Beneath this sentence is a set of records; write each of them out exactly.

— begin WORKING DATA —

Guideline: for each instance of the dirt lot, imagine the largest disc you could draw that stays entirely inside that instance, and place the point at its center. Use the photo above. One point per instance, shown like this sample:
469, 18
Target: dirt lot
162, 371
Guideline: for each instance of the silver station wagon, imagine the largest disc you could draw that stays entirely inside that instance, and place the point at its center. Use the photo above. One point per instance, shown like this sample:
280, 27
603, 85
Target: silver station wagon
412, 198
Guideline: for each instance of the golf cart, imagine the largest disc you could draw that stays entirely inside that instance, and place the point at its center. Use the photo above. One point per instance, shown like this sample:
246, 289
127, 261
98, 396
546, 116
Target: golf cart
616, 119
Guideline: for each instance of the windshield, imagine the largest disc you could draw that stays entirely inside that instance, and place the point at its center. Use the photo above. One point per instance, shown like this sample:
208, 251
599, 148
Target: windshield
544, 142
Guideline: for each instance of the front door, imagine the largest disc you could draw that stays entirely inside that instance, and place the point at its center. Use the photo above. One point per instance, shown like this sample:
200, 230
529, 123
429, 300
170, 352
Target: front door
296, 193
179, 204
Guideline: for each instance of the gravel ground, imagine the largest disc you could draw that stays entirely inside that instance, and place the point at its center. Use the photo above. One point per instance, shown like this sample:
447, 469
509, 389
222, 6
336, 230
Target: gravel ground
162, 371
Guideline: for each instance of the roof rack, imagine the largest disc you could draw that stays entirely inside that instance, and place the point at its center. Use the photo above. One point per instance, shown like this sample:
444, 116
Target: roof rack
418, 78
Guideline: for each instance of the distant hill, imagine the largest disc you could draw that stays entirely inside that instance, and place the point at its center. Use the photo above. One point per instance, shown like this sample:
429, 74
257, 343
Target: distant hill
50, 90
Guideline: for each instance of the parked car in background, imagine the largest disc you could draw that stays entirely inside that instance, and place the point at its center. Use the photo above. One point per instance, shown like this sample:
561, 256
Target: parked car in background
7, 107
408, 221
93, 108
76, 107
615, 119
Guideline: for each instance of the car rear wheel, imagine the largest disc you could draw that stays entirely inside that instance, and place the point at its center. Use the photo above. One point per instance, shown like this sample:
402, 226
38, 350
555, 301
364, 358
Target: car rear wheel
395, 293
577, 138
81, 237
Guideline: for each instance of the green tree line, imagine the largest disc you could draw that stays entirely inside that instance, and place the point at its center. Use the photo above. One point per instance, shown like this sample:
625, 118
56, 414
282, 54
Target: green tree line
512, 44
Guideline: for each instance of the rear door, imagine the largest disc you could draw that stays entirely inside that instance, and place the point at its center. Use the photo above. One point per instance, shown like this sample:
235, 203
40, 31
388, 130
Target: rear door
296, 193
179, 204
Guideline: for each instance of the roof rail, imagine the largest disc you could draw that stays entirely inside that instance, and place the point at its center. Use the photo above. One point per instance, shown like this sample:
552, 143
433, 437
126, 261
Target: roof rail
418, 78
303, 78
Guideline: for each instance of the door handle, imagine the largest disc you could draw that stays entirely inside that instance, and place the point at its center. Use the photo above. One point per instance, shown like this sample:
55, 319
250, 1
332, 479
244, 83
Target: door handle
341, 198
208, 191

— end WORKING DATA —

### THE REPLY
Guideline: for each instance of the dirt lot, imagine the largest disc you could draw that stays entirely inside that instance, and place the point at its center. Use the photo above. One point per instance, shown like this sample:
469, 18
Target: dirt lot
162, 371
Guideline: for each instance of the silver station wagon, imagine the largest disc you could draw that stays entirely inside that instance, and place the point at its center. Use the photo above. One point per instance, shown like this sample:
280, 27
603, 85
Target: silver station wagon
412, 198
Guideline: for each instance of the golf cart, imagine the largest disc you could draw that stays entirely inside that instance, and place the point at its center. Use the photo above. One point per instance, shown like this sample:
246, 289
127, 261
98, 396
546, 116
Target: golf cart
616, 119
Guideline: for each instance of the windshield, imagine the largest disc you could draw that stays entirely inside that instance, and place the point at its center. Use the photo above. One point per instance, shown like this sample:
208, 251
599, 148
Target: windshield
544, 142
Guideline: for each instance of the front door, imagine the largest disc you could draw that stays entirely inside that instance, and place the point at its center. Use the photo above. One point per instance, shown like this sample:
200, 230
529, 123
429, 300
170, 352
Target: front door
296, 193
179, 204
Guideline: for each instance of the gravel ground, imagine the largest disc you could draw that stays entirely inside that instance, and place the point at its center. Use the photo above. One point per instance, shown like this sample:
447, 469
509, 389
222, 6
336, 230
Target: gravel ground
162, 371
Guideline: for each instance of the roof rack, imagine the largest disc you could draw that stays entirely inside that instance, and place the point at its center. Use the photo above. One point per instance, shown like this sample:
444, 116
Target: roof rack
418, 78
Guideline: for each instance of the distant hill, imagine the largest disc you could draw that stays entirely inside that instance, and place the point at its center. Use the photo above. One point per instance, shown like this sample:
429, 74
257, 343
Target: distant hill
50, 90
Guideline: for each instance of the parked car in background, imagine the largest disc you could draw that stays entirely inside that instance, and place the point at its center. Use the photo above. One point per instance, shown like this sample:
561, 256
Target: parked car in background
7, 107
408, 221
93, 108
76, 107
615, 119
Guideline: for each instance of the car rear wheel, imagine the largest disc you could draw that stays entirely inside that instance, and place the point at its center. Use the photo above. One point per instance, shown like this sample:
402, 226
38, 350
555, 301
364, 358
Target: car rear wheel
395, 293
577, 138
81, 237
Guideline: for each instance of the green tree line, imagine the largest disc you could draw that stays entirely inside that instance, and place the point at its center. Use the photo above. One point per instance, shown like this sample:
625, 118
56, 414
282, 54
Target: green tree line
512, 44
Guideline: for each instance of the rear door, imagine the largest disc you could draw that stays entirely inside that instance, and place the point at its center. Use the photo above. One point per instance, shown like this sample:
235, 203
40, 31
388, 130
Target: rear door
296, 193
179, 204
Guideline: for each instance of the roof rail, imagine the largest disc you could draw that stays entirely inside that instance, and place the point at its center. Use the photo above. One point per instance, shown like this sample:
552, 143
433, 437
126, 261
Target: roof rail
418, 78
303, 78
Guideline: for each instance of the door handle, imagine the largest disc you could draw that stays entirely inside that instance, and place the point at its center. Use the photo above. One point per instance, shown like this sample:
55, 319
250, 1
332, 479
244, 83
Target: door handle
341, 198
208, 191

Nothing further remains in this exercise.